### TESTO PROPOSTO
"""

Fu una lettura estiva

Fu una lettura estiva, di quelle che dovrebbero essere spensierate, e che invece si sarebbe rivelata come un cazzotto nello stomaco.

Erano i primi anni Ottanta, l’adolescenza un po’ così, ma tutti sembravano contenti ed io cercavo di adeguarmi, i pomeriggi trascorsi nella biblioteca di Carrara, dove i libri avevano un buon odore che non avrei mai più dimenticato.

La dittatura in Grecia era terminata da un pezzo, e la vita straordinaria di Alexandros Panagulis pure, quando venne pubblicato “Un uomo” di Oriana Fallaci. Lei aveva promesso a lui che quella vita l’avrebbe raccontata, e quanto dolore in quella vita, quanta sofferenza, quanto eroismo.

Le torture di ogni genere, fisiche e mentali, che anziché sortire l’effetto sperato, sembravano solo accrescere l’incredibile forza d’animo di quest’uomo che con ogni mezzo aveva cercato e cercava di opporsi alla dittatura dei colonnelli.

Anche con il tirannicidio, che reputava legittimo in una situazione del genere. Era proprio il 13 agosto del ’68, il giorno del fallito attentato contro il dittatore, la bomba che non esplode al passaggio dell’auto, e Panagulis – che aveva orchestrato l’agguato – finisce in galera dove gliene fanno di tutti i colori e il libro di Fallaci non tralascia nulla di quel lungo orrore.

Sono gli anni Venti del duemila, quelli dell’età adulta un po’ così, di gente contenta in giro non ne vedo più tantissima, ma è di nuovo estate, e io quasi quasi lo rileggo.

Compleanno e mezzo

Buon compleanno e mezzo a me e a tutti quelli nati il 4 febbraio.

"""

### VOCI ELENCATE
"""

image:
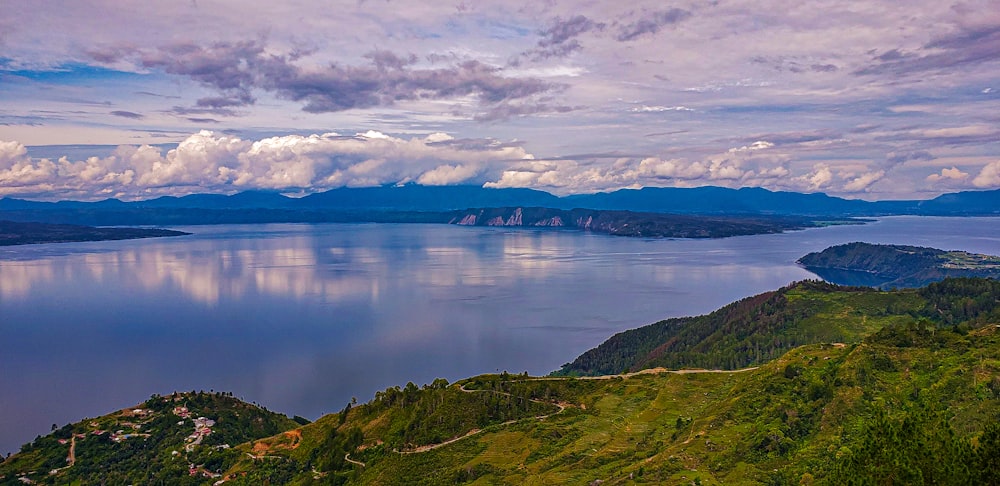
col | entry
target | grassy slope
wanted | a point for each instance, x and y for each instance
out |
(791, 417)
(751, 331)
(900, 266)
(145, 459)
(801, 416)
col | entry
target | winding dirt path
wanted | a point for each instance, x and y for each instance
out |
(71, 459)
(347, 457)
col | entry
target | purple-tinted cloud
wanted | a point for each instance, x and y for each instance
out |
(237, 69)
(128, 114)
(965, 47)
(652, 23)
(559, 39)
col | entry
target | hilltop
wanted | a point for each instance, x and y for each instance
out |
(888, 266)
(761, 328)
(181, 438)
(811, 383)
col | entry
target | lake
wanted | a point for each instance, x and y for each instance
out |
(300, 318)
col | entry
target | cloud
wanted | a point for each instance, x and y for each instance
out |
(864, 181)
(128, 114)
(651, 23)
(217, 163)
(948, 175)
(658, 109)
(968, 46)
(238, 69)
(989, 176)
(447, 174)
(559, 39)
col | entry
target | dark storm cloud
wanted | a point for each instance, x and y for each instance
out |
(970, 47)
(652, 23)
(504, 111)
(559, 38)
(237, 69)
(128, 114)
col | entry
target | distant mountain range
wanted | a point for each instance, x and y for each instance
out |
(416, 198)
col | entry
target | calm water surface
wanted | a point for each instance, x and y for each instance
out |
(300, 318)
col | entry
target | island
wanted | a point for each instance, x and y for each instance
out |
(896, 266)
(26, 233)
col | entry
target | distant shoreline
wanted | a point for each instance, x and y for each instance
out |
(14, 233)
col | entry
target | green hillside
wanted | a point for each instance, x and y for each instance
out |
(155, 442)
(850, 386)
(758, 329)
(909, 405)
(897, 266)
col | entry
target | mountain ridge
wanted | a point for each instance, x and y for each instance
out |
(699, 200)
(912, 398)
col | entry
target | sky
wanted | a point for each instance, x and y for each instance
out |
(138, 99)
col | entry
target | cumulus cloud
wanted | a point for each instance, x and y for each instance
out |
(651, 23)
(559, 39)
(127, 114)
(989, 176)
(213, 162)
(658, 109)
(238, 69)
(948, 175)
(863, 181)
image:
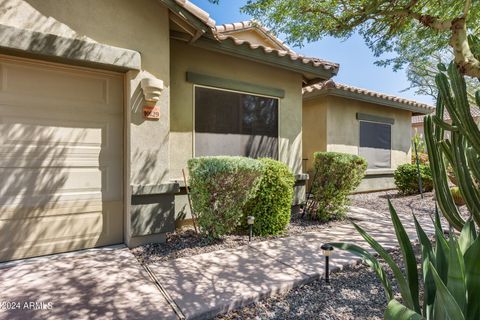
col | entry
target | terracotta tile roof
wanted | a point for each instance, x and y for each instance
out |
(475, 111)
(201, 14)
(315, 62)
(330, 85)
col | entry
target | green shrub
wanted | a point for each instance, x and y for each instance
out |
(338, 174)
(272, 203)
(220, 188)
(406, 178)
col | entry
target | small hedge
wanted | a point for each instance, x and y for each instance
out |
(271, 205)
(338, 175)
(406, 178)
(220, 188)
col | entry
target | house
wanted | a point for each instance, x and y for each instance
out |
(341, 118)
(102, 102)
(417, 121)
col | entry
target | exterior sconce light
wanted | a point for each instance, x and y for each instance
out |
(327, 251)
(152, 89)
(250, 221)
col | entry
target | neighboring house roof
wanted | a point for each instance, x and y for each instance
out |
(244, 26)
(230, 33)
(474, 110)
(336, 89)
(201, 14)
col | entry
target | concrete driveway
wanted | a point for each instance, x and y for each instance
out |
(107, 283)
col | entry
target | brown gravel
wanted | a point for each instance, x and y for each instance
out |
(353, 293)
(185, 242)
(378, 202)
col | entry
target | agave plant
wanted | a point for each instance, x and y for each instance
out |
(451, 272)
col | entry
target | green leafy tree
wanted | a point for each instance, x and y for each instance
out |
(421, 72)
(411, 28)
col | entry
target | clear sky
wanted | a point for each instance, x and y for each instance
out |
(355, 58)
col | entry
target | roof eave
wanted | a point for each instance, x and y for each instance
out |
(366, 98)
(259, 55)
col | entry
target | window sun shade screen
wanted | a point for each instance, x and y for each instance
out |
(232, 123)
(376, 144)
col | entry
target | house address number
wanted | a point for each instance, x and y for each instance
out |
(151, 113)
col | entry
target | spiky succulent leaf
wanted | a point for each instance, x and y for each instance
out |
(445, 299)
(408, 255)
(371, 261)
(402, 282)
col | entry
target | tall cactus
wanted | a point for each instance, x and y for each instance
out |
(461, 151)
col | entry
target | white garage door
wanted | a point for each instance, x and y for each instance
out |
(61, 158)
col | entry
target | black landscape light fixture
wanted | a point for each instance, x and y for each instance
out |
(327, 250)
(250, 221)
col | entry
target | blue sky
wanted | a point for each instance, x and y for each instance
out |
(356, 60)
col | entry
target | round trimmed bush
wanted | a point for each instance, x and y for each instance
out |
(406, 178)
(220, 188)
(271, 205)
(338, 175)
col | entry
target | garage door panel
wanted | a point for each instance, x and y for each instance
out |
(30, 79)
(61, 151)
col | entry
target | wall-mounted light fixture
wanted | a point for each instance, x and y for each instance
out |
(250, 221)
(327, 250)
(152, 90)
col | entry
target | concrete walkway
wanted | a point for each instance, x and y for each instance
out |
(208, 284)
(106, 283)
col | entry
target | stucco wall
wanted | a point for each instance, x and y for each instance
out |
(140, 25)
(187, 58)
(342, 133)
(253, 36)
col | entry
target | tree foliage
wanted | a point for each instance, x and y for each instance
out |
(411, 28)
(421, 72)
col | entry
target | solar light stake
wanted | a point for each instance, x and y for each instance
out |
(327, 252)
(250, 221)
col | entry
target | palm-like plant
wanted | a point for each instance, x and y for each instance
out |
(451, 272)
(451, 267)
(461, 151)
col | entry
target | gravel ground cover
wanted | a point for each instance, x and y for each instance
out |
(353, 293)
(378, 202)
(186, 242)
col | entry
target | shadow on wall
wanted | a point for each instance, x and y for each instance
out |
(44, 38)
(34, 195)
(291, 153)
(262, 146)
(68, 284)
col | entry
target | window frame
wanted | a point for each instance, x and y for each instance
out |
(194, 109)
(391, 142)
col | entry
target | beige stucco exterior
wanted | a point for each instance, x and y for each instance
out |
(256, 37)
(330, 124)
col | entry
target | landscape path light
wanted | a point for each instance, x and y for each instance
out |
(327, 251)
(250, 221)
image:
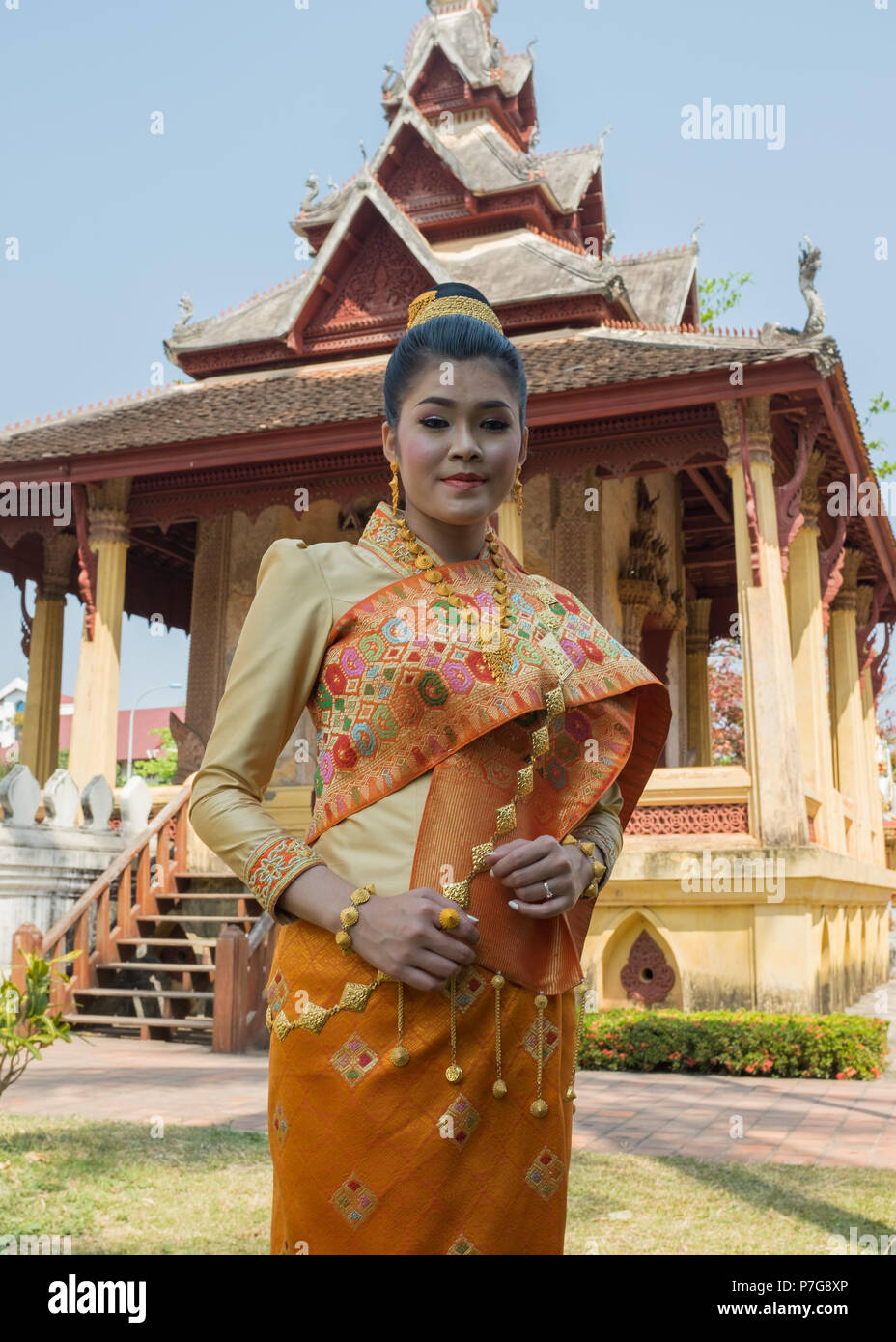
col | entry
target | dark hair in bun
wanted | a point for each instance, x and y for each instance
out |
(451, 337)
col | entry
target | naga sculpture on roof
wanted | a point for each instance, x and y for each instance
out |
(313, 184)
(809, 266)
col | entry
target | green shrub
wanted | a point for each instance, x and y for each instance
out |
(742, 1043)
(27, 1024)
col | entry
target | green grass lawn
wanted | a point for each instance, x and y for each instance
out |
(116, 1189)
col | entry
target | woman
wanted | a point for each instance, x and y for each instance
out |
(482, 741)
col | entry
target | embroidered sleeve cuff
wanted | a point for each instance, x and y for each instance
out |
(272, 864)
(597, 835)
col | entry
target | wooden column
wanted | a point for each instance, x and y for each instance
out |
(94, 723)
(864, 596)
(875, 796)
(809, 670)
(698, 680)
(777, 798)
(848, 732)
(574, 536)
(207, 668)
(41, 728)
(510, 527)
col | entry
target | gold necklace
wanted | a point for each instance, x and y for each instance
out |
(498, 659)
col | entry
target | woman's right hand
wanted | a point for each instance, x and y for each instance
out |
(400, 935)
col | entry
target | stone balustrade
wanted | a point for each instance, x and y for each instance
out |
(45, 864)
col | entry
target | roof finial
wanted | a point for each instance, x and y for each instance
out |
(809, 266)
(313, 184)
(185, 305)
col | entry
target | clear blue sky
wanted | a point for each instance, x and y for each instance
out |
(116, 223)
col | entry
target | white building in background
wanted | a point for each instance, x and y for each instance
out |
(13, 701)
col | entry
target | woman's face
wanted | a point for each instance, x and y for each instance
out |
(459, 416)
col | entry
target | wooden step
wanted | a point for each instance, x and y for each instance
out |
(136, 1021)
(164, 966)
(166, 941)
(197, 894)
(175, 915)
(145, 992)
(207, 875)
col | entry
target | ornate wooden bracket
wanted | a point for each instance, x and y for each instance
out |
(753, 521)
(27, 622)
(864, 635)
(879, 664)
(86, 560)
(830, 563)
(789, 495)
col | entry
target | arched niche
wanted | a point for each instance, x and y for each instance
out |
(637, 959)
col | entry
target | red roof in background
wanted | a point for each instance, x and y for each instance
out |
(144, 721)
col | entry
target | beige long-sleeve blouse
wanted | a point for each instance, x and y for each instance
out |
(300, 592)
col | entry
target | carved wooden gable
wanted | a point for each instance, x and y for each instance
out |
(423, 185)
(371, 294)
(438, 86)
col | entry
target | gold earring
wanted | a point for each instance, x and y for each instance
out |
(518, 491)
(393, 484)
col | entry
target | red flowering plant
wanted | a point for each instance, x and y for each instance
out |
(837, 1047)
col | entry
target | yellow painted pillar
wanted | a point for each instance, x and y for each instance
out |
(777, 797)
(848, 732)
(94, 725)
(41, 726)
(698, 680)
(809, 670)
(510, 527)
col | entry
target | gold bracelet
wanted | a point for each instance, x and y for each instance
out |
(349, 915)
(588, 849)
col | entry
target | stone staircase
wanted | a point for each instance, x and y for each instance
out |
(160, 983)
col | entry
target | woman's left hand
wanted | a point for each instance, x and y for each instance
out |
(526, 864)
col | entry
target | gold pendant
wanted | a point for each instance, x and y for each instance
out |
(498, 663)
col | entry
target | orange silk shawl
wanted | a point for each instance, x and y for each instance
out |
(392, 702)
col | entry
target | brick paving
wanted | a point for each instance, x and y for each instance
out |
(742, 1118)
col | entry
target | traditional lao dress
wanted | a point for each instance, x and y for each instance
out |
(424, 763)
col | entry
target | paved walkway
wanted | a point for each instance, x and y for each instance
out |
(744, 1118)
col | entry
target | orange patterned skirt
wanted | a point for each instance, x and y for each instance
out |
(376, 1159)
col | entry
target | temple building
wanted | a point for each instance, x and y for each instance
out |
(678, 481)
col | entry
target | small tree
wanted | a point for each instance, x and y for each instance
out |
(720, 294)
(726, 702)
(27, 1024)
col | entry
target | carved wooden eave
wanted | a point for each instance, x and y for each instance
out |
(451, 66)
(355, 296)
(452, 198)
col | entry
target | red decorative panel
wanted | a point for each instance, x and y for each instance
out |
(438, 86)
(689, 820)
(423, 184)
(645, 976)
(375, 289)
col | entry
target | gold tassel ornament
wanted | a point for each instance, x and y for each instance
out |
(499, 1088)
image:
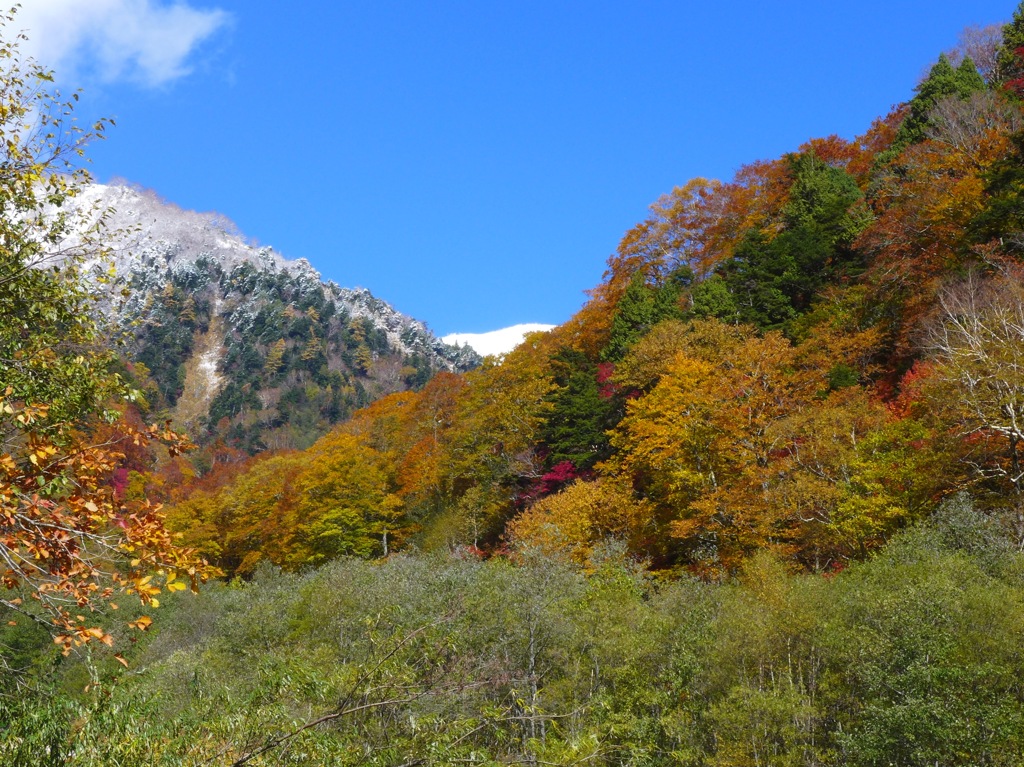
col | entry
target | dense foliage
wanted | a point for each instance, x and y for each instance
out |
(758, 503)
(69, 543)
(776, 363)
(910, 658)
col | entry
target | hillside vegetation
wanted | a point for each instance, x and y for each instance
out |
(804, 359)
(759, 503)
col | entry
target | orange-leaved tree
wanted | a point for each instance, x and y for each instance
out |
(68, 543)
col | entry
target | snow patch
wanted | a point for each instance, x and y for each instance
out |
(496, 342)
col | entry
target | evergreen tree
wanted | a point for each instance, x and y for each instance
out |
(643, 306)
(576, 428)
(774, 281)
(943, 81)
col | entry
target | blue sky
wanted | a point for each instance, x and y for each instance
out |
(472, 163)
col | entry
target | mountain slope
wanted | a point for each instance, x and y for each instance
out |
(240, 344)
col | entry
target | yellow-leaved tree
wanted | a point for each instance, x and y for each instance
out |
(68, 543)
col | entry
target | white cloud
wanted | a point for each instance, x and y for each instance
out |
(143, 41)
(497, 341)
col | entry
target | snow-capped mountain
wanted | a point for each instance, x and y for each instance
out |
(239, 343)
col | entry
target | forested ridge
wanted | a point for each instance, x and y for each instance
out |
(759, 502)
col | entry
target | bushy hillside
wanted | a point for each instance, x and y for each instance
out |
(805, 359)
(241, 345)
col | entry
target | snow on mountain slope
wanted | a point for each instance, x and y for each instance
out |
(151, 238)
(238, 343)
(498, 341)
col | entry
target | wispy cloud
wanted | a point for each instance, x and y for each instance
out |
(148, 42)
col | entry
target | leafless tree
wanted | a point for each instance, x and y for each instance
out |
(982, 45)
(978, 346)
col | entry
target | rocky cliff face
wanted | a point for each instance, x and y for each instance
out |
(236, 342)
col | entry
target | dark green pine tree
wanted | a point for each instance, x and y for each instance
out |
(1010, 62)
(942, 81)
(641, 307)
(576, 428)
(772, 282)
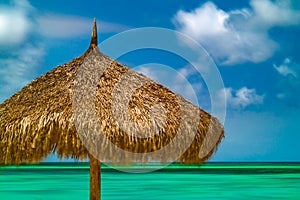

"""

### ESERCIZI PROPOSTI
**A.** Trascrivi dal testo proposto il passo compreso tra "Le torture di" e "quasi lo rileggo.", estremi inclusi.
**B.** Secondo il testo proposto, in quale giorno avvenne il fallito attentato contro il dittatore?

### SOLUZIONI
**A.**
Le torture di ogni genere, fisiche e mentali, che anziché sortire l’effetto sperato, sembravano solo accrescere l’incredibile forza d’animo di quest’uomo che con ogni mezzo aveva cercato e cercava di opporsi alla dittatura dei colonnelli.

Anche con il tirannicidio, che reputava legittimo in una situazione del genere. Era proprio il 13 agosto del ’68, il giorno del fallito attentato contro il dittatore, la bomba che non esplode al passaggio dell’auto, e Panagulis – che aveva orchestrato l’agguato – finisce in galera dove gliene fanno di tutti i colori e il libro di Fallaci non tralascia nulla di quel lungo orrore.

Sono gli anni Venti del duemila, quelli dell’età adulta un po’ così, di gente contenta in giro non ne vedo più tantissima, ma è di nuovo estate, e io quasi quasi lo rileggo.

**B.** Il 13 agosto del ’68.